<<<<
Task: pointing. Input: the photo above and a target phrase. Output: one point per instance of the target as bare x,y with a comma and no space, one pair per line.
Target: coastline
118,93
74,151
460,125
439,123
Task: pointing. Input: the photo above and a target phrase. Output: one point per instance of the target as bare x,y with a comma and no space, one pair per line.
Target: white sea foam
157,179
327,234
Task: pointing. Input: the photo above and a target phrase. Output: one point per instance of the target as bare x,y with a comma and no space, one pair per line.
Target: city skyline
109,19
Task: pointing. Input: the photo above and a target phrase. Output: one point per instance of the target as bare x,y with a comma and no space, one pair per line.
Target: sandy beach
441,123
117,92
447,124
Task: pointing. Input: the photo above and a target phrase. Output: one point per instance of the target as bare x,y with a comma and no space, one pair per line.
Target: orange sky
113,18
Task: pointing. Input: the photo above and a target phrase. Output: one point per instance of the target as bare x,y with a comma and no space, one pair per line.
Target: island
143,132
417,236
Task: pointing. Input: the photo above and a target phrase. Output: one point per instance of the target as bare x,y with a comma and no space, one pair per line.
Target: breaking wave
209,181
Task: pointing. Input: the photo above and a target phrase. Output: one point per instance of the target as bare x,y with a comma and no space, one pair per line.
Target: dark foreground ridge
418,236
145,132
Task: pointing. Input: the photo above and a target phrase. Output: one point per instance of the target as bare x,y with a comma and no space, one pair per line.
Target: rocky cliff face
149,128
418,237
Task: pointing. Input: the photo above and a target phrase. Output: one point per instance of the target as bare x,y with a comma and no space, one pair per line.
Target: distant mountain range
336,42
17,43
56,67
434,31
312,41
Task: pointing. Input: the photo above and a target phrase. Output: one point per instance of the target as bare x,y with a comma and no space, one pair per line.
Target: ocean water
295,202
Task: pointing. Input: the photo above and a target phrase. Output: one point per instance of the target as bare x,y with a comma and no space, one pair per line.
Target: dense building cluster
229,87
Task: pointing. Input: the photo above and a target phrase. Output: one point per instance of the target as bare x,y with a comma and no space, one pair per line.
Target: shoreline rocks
>>>>
The full listing, retyped exactly, is the expected answer.

» **Task response**:
Task: pointing. Input: the photo above and a target phrase. Output: one point per instance of the target as bare x,y with a comma and no space, one pair per line.
Target: coastline
118,93
74,151
460,125
439,123
Task: pointing. Input: the photo above and a target phrase. Output: one point per instance of the target as bare x,y with a comma and no space, one pair per line.
Target: white sea foam
157,179
327,234
Task: pointing. Input: the photo above and a target phrase. Output: one point per instance of the target as bare x,y with a comma and no space, one pair per line.
Target: city skyline
109,19
Task: pointing. Input: the photo above and a target phrase. Output: one point per instance of the target as bare x,y with a comma and no space, one pair per line.
Target: sandy beach
441,123
117,92
447,124
Task: pointing. Input: the photo above and a target phrase. Output: one point per instance of the target as bare x,y with a comma and no space, one pair per line.
Target: orange sky
113,18
Task: pointing. Input: the photo above and a target phrase. Output: one point per instance of the target as bare x,y with a comma and no space, one pair per line.
Target: island
143,132
417,236
Task: pointing. Input: the photo above and a target phrase. Output: one point per instance of the target as bare x,y with a comma and no space, one pair per line.
Target: breaking wave
209,181
Task: pointing. Input: the photo above and a target phrase. Output: one point per instance of the target as bare x,y with a comma and no space, one pair per line.
Target: dark foreground ridge
418,236
145,132
Task: pointing. Input: the photo above and a target phrase. Output: one point per instance of the target as bare x,y with a comma and no space, one pair per line.
Target: rocky cliff face
149,128
418,237
Task: pointing. Input: the photo above and a target phrase. Output: one point per instance of the target as bare x,y with a comma and no space, one pair per line.
Target: distant mountain range
336,42
17,43
56,67
434,31
312,41
Task: pointing. Input: the photo above and a target phrase. Output: one point per instance of the target as bare x,y with a comma and no space, one pair per line.
Target: ocean water
295,202
Task: pointing. Input: the photo above and a target phrase. Output: one point per instance of the target as bare x,y with a comma and no space, one pair per line.
Target: dense building cluster
229,87
Task: pointing. Input: the photo above and a target phrase. Output: one point per instance of the target as bare x,y with a comma and no space, one pair per line.
Target: shoreline rocks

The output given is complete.